▸ **Prompt**: Your answer is the line containing "Target: snow-covered mountain" plus every line after it through the end of the records, printed exactly and free of pictures.

[Given data]

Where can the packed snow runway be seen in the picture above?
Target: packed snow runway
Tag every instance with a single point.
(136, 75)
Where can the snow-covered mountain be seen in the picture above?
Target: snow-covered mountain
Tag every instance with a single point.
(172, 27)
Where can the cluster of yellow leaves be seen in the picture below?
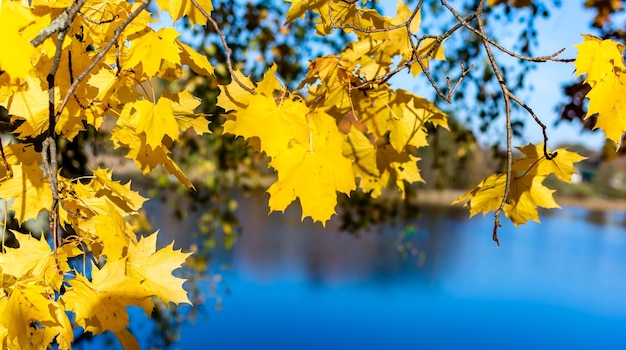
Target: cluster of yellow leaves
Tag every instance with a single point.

[/Given data]

▸ **Answer space**:
Target: snow-covered mountain
Tag every instance with a single point.
(172, 27)
Where can the cluster of yellow leaves be seen in the picture below?
Target: cluster of yellow leaves
Tag every instance with a single point.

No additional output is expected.